» **Recorded data**

────

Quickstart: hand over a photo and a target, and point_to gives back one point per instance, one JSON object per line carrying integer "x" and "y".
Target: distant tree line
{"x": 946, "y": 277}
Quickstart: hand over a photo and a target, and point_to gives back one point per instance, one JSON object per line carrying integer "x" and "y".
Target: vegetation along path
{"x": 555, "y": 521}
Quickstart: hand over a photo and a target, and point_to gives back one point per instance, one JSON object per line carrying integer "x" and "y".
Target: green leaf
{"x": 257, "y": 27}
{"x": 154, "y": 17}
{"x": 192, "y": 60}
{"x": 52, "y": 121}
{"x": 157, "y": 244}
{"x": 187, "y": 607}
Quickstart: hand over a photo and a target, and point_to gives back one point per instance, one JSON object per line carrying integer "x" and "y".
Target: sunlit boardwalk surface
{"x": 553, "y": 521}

────

» **Instructions for the task**
Render every line of the entries above as a JSON list of strings, one string per line, leaving out blank lines.

» **Complete answer**
[
  "Quickstart: hand over a photo and a target, and point_to gives back one point per instance, one JSON object per line carrying integer \"x\" and \"y\".",
  "Target: distant tree line",
  "{\"x\": 946, \"y\": 277}",
  "Quickstart: hand over a photo and a target, and point_to gives back one point per instance, one JSON object per line carrying integer \"x\" and \"y\".",
  "Target: vegetation along path",
  "{\"x\": 555, \"y\": 521}",
  "Quickstart: hand over a photo and a target, and point_to gives back one point per instance, one JSON object per line carrying integer \"x\" and \"y\".",
  "Target: green leaf",
  "{\"x\": 257, \"y\": 27}",
  "{\"x\": 154, \"y\": 17}",
  "{\"x\": 192, \"y\": 60}",
  "{\"x\": 52, \"y\": 121}",
  "{\"x\": 157, \"y\": 244}",
  "{\"x\": 187, \"y\": 607}",
  "Quickstart: hand over a photo and a target, and point_to gives back one point per instance, one JSON object per line carrying integer \"x\" and \"y\".",
  "Target: sunlit boardwalk surface",
  "{\"x\": 553, \"y\": 521}"
]